• [What to work on]
List every line of the records below that contains the string “curved”, copying each such line in full.

[begin Recorded information]

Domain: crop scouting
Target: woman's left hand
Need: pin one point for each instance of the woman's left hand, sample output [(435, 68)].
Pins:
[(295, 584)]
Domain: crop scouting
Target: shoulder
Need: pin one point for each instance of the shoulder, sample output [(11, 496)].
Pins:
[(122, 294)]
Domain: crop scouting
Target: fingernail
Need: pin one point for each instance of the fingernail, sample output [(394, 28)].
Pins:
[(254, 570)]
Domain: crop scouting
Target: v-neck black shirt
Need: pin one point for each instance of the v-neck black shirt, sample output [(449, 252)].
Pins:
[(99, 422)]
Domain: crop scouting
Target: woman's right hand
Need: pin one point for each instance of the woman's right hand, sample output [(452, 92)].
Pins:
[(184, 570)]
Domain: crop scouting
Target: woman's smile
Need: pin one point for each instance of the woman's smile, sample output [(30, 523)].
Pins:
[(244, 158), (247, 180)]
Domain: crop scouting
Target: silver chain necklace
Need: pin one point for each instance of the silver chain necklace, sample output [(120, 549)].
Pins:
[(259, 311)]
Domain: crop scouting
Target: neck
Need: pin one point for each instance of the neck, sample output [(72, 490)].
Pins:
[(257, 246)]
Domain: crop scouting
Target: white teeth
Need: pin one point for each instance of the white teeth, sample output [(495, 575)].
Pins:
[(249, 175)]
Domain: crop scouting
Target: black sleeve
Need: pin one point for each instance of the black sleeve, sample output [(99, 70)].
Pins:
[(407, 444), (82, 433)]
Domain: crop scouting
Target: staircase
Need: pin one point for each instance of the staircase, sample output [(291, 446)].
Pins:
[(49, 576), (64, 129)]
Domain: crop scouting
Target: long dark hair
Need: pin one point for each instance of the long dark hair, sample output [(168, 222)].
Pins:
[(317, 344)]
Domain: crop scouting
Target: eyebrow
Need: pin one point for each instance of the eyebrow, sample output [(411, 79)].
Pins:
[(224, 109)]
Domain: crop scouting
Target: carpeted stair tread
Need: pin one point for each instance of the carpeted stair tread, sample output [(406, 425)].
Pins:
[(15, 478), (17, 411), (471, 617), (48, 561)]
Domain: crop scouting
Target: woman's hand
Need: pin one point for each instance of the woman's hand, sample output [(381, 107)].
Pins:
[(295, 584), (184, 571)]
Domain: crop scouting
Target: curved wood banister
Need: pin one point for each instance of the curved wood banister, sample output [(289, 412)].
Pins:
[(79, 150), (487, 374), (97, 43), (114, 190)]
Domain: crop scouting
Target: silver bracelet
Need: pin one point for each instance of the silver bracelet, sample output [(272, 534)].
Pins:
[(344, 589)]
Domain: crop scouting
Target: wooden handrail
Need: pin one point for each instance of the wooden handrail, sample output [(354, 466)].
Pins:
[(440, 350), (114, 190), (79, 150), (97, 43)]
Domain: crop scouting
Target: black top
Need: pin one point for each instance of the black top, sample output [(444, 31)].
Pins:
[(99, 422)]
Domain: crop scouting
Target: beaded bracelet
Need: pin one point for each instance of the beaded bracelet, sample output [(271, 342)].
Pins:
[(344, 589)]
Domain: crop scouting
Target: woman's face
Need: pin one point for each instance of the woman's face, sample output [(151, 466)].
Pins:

[end Recorded information]

• [Answer to the problem]
Target: curved wood banister
Need: pin one point for each instance of the curved wood banister, sample output [(289, 412)].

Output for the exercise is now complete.